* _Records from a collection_

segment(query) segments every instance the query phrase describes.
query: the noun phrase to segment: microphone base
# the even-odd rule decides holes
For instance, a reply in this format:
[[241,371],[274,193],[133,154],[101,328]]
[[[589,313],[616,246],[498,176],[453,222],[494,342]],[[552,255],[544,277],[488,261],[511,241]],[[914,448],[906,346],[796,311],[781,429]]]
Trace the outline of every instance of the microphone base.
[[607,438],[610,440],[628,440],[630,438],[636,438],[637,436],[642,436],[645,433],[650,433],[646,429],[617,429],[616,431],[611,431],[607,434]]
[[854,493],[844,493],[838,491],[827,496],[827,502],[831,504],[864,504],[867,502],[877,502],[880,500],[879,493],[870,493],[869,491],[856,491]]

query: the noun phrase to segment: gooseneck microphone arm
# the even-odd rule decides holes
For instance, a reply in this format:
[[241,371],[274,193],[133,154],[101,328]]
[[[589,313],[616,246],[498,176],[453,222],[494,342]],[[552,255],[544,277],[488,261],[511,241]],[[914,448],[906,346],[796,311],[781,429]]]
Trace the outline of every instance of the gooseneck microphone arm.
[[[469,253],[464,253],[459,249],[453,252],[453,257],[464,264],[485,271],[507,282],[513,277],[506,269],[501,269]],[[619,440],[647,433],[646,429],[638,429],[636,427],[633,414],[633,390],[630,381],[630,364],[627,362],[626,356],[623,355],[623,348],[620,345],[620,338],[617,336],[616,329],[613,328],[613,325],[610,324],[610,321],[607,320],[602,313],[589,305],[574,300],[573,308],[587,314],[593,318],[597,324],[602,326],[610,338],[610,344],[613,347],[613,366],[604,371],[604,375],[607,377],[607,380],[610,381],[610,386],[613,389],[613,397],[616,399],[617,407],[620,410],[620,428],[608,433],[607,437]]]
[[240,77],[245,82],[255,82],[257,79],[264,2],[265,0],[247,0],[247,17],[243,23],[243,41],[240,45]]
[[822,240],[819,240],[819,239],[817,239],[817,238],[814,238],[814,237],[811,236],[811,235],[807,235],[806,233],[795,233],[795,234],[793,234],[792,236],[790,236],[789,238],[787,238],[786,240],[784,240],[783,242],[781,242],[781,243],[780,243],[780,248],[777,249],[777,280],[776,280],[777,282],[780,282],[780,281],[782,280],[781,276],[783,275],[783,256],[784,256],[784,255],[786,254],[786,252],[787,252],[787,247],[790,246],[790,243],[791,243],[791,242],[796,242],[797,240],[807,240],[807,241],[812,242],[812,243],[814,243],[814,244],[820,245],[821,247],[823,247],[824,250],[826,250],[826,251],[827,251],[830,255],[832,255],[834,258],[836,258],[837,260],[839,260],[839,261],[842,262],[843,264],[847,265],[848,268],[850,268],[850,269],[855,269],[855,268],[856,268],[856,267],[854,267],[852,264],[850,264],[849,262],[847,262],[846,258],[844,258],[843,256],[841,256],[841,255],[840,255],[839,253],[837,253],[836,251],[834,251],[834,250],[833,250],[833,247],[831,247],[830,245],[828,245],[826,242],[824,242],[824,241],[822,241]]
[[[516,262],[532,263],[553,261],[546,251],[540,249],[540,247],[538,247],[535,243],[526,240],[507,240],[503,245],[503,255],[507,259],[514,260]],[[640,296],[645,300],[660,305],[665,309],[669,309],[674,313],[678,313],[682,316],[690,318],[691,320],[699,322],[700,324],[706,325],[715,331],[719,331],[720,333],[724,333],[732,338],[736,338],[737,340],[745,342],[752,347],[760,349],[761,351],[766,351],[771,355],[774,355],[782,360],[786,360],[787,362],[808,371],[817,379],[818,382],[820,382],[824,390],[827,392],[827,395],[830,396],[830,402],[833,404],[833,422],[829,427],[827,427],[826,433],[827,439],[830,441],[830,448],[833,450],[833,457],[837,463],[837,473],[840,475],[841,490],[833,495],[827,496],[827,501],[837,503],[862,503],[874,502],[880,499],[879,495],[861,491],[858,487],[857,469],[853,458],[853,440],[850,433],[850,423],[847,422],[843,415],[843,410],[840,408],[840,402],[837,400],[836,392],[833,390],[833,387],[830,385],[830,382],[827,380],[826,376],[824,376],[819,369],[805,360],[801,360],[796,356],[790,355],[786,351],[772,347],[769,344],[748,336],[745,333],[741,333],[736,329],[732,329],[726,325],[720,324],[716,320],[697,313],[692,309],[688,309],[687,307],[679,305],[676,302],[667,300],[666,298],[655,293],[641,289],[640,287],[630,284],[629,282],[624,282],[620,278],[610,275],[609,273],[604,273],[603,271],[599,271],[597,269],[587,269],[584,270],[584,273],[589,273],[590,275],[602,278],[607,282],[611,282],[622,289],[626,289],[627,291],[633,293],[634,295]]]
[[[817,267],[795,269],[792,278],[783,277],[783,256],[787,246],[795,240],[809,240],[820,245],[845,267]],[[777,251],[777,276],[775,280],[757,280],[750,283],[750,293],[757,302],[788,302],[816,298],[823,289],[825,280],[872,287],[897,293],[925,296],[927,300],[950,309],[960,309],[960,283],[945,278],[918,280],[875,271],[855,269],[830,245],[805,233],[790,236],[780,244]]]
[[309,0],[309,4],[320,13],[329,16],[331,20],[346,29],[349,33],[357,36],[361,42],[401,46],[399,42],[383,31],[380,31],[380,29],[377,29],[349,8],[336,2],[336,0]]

* _Your task_
Your response must repeat the entries above exactly, in full.

* _Solution to this problem_
segment(query) segments every instance the query phrase describes.
query: the noun phrase to segment: microphone base
# the even-odd rule decides holes
For instance, a reply in this format:
[[241,371],[274,193],[133,154],[101,328]]
[[[589,313],[616,246],[498,176],[453,222],[494,342]],[[552,255],[544,277],[488,261],[511,241]],[[914,448],[906,346],[796,311],[781,429]]]
Trace the outline of every instance of the microphone base.
[[607,438],[610,440],[628,440],[630,438],[636,438],[637,436],[642,436],[645,433],[650,433],[646,429],[617,429],[616,431],[611,431],[607,434]]
[[854,493],[844,493],[838,491],[827,496],[827,502],[831,504],[864,504],[867,502],[877,502],[880,500],[879,493],[870,493],[869,491],[856,491]]

query: the noun phrase to segment: gooseneck microphone arm
# the even-odd rule decides holes
For instance, a reply in this format:
[[241,371],[274,193],[133,154],[101,328]]
[[[589,313],[616,246],[498,176],[453,222],[494,342]],[[552,255],[544,277],[488,261],[511,241]],[[914,448],[906,346],[796,311],[781,429]]]
Trace the outline of every instance of the gooseneck microphone arm.
[[[469,253],[464,253],[459,249],[453,252],[453,257],[464,264],[485,271],[507,282],[513,277],[506,269],[501,269]],[[619,440],[647,433],[646,429],[638,429],[636,427],[633,414],[633,390],[630,381],[630,364],[627,362],[626,356],[623,355],[623,348],[620,345],[620,338],[617,336],[616,329],[613,328],[613,325],[610,324],[610,321],[607,320],[602,313],[589,305],[574,300],[573,308],[587,314],[593,318],[597,324],[602,326],[610,338],[610,344],[613,347],[613,366],[604,371],[604,375],[607,377],[607,380],[610,381],[610,386],[613,389],[613,397],[616,399],[617,407],[620,410],[620,428],[608,433],[607,437]]]
[[240,77],[245,82],[255,82],[257,79],[264,2],[265,0],[247,0],[247,17],[243,23],[243,41],[240,45]]
[[822,240],[819,240],[819,239],[817,239],[817,238],[814,238],[814,237],[811,236],[811,235],[807,235],[806,233],[795,233],[795,234],[793,234],[792,236],[790,236],[789,238],[787,238],[786,240],[784,240],[783,242],[781,242],[781,243],[780,243],[780,248],[777,249],[777,280],[776,280],[777,282],[780,282],[780,281],[782,280],[781,276],[783,275],[783,256],[784,256],[784,255],[786,254],[786,252],[787,252],[787,247],[790,246],[790,243],[791,243],[791,242],[796,242],[797,240],[807,240],[807,241],[812,242],[812,243],[814,243],[814,244],[820,245],[821,247],[823,247],[824,250],[826,250],[826,251],[827,251],[830,255],[832,255],[834,258],[836,258],[837,260],[839,260],[839,261],[842,262],[843,264],[847,265],[848,268],[850,268],[850,269],[855,269],[855,268],[856,268],[856,267],[854,267],[852,264],[850,264],[849,262],[847,262],[846,258],[844,258],[843,256],[841,256],[841,255],[840,255],[839,253],[837,253],[836,251],[834,251],[834,250],[833,250],[833,247],[831,247],[830,245],[828,245],[826,242],[824,242],[824,241],[822,241]]
[[[516,262],[532,263],[553,261],[546,251],[540,249],[540,247],[538,247],[535,243],[526,240],[507,240],[503,245],[503,255],[507,259],[514,260]],[[640,296],[645,300],[660,305],[665,309],[669,309],[674,313],[678,313],[682,316],[690,318],[691,320],[699,322],[700,324],[706,325],[715,331],[719,331],[720,333],[724,333],[732,338],[736,338],[737,340],[745,342],[752,347],[760,349],[761,351],[766,351],[771,355],[774,355],[782,360],[786,360],[787,362],[808,371],[817,379],[818,382],[820,382],[824,390],[827,392],[827,395],[830,396],[830,402],[833,404],[833,422],[829,427],[827,427],[826,433],[827,439],[830,441],[830,448],[833,450],[833,457],[837,463],[837,473],[840,475],[841,490],[833,495],[827,496],[827,501],[837,503],[862,503],[874,502],[880,499],[879,495],[861,491],[858,487],[857,469],[853,458],[853,440],[850,433],[850,423],[847,422],[843,415],[843,410],[840,408],[840,402],[837,400],[836,392],[833,390],[833,387],[830,385],[830,382],[827,380],[826,376],[824,376],[819,369],[805,360],[801,360],[796,356],[790,355],[786,351],[772,347],[769,344],[748,336],[745,333],[741,333],[736,329],[732,329],[726,325],[720,324],[716,320],[697,313],[692,309],[688,309],[687,307],[679,305],[676,302],[667,300],[666,298],[655,293],[641,289],[640,287],[630,284],[629,282],[624,282],[620,278],[610,275],[609,273],[604,273],[603,271],[599,271],[597,269],[587,269],[584,270],[584,273],[589,273],[590,275],[602,278],[607,282],[611,282],[622,289],[626,289],[627,291],[633,293],[634,295]]]
[[[817,267],[795,269],[792,278],[783,277],[783,256],[787,246],[795,240],[809,240],[820,245],[845,267]],[[777,251],[777,276],[775,280],[757,280],[750,283],[750,293],[757,302],[788,302],[816,298],[823,289],[825,280],[872,287],[897,293],[925,296],[927,300],[950,309],[960,309],[960,283],[945,278],[918,280],[875,271],[855,269],[830,245],[805,233],[790,236],[780,244]]]
[[309,0],[309,4],[320,13],[329,16],[331,20],[346,29],[349,33],[357,36],[361,42],[401,46],[399,42],[383,31],[380,31],[380,29],[377,29],[349,8],[336,2],[336,0]]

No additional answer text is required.